▶ [TEXT TO READ]:
## Start
The Institute of Economic Affairs hosted a lively discussion about intergenerational wealth inequality, with the panel focusing on housing and pensions. Damian Green MP made the argument that there aren’t enough resources to encourage older people to move from family-sized properties into more suitable accommodation because there are few attractive properties for older people to move onto. He suggested focusing on the “last-time buyer” as much as we focus on the first-time buyer. Samuel Kasumu was very critical of recent government decisions and felt they weren’t doing enough to help young people get on the property ladder, urging the government to “build, build, build!”


While debating the perceived wealth differences between younger and older adults, Alex Morton made the point that we can’t shake down money from elderly people, much of their wealth is tied up in assets such as their homes. One audience member agreed with this, adding he didn’t feel like he had wealth he had bricks and mortar. At this point, panellist Emma Revell added she’d love some bricks! The spirited debate explored the varying issues facing older and younger adults and the impact it has on the economy, the housing market and the birth rate.


The Women’s Budget Group shared their research showing that whilst women are less likely to express an interest in politics, they’re more likely to express an interest in specific causes and issues. They’re more likely than men to say they don’t know how they’re going to vote in the next election (25% vs 11%) – however, this could be because women are more comfortable saying they don’t know than men. The biggest issue amongst undecided voters is the NHS and healthcare services. Interestingly, men are more likely to say they’re concerned about the economy, whereas women are more likely to say they’re concerned about the cost of living crisis.


It was great to attend so many panels and discussions and hear a wide range of opinions. We’ll be attending the Labour Party Conference next, what issues would you like to see discussed there?
## End
▶ [MATERIAL PROVIDED]:
## Start
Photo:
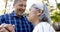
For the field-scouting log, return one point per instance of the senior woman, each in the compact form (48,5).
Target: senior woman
(35,13)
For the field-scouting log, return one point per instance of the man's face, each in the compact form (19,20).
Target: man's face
(20,7)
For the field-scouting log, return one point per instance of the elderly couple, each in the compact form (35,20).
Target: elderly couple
(17,21)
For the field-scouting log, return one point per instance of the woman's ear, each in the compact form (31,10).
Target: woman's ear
(39,12)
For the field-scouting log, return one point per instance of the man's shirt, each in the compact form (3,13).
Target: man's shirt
(21,24)
(43,27)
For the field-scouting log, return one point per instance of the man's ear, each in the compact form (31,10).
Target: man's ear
(39,13)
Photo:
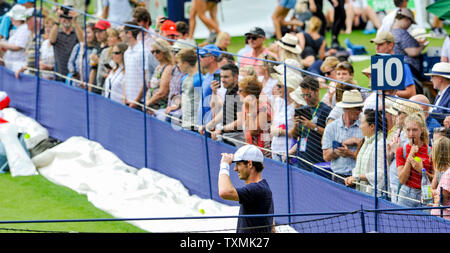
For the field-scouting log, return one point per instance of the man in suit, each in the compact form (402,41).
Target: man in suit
(440,77)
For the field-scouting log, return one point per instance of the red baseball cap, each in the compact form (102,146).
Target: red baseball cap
(102,25)
(169,27)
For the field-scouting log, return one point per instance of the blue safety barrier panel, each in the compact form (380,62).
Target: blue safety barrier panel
(181,154)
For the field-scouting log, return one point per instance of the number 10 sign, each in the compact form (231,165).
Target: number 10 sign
## End
▶ [REQUESTS]:
1. Copy out the write-up of the conference panels word for word, in full.
2. Turn the entries into a Markdown table with the columns Row and Line, starting with the line containing "compact form (380,62)." and going on through the last line of the entries. Number each row and leave out blank lines.

▶ [FINAL ANSWERS]:
1.
The Institute of Economic Affairs hosted a lively discussion about intergenerational wealth inequality, with the panel focusing on housing and pensions. Damian Green MP made the argument that there aren’t enough resources to encourage older people to move from family-sized properties into more suitable accommodation because there are few attractive properties for older people to move onto. He suggested focusing on the “last-time buyer” as much as we focus on the first-time buyer. Samuel Kasumu was very critical of recent government decisions and felt they weren’t doing enough to help young people get on the property ladder, urging the government to “build, build, build!”


While debating the perceived wealth differences between younger and older adults, Alex Morton made the point that we can’t shake down money from elderly people, much of their wealth is tied up in assets such as their homes. One audience member agreed with this, adding he didn’t feel like he had wealth he had bricks and mortar. At this point, panellist Emma Revell added she’d love some bricks! The spirited debate explored the varying issues facing older and younger adults and the impact it has on the economy, the housing market and the birth rate.


The Women’s Budget Group shared their research showing that whilst women are less likely to express an interest in politics, they’re more likely to express an interest in specific causes and issues. They’re more likely than men to say they don’t know how they’re going to vote in the next election (25% vs 11%) – however, this could be because women are more comfortable saying they don’t know than men. The biggest issue amongst undecided voters is the NHS and healthcare services. Interestingly, men are more likely to say they’re concerned about the economy, whereas women are more likely to say they’re concerned about the cost of living crisis.


It was great to attend so many panels and discussions and hear a wide range of opinions. We’ll be attending the Labour Party Conference next, what issues would you like to see discussed there?

2.
| Row | Line |
|---|---|
| 1 | For the field-scouting log, return one point per instance of the blue safety barrier panel, each in the compact form (380,62). |
| 2 | Target: blue safety barrier panel |
| 3 | (181,154) |
| 4 | For the field-scouting log, return one point per instance of the number 10 sign, each in the compact form (231,165). |
| 5 | Target: number 10 sign |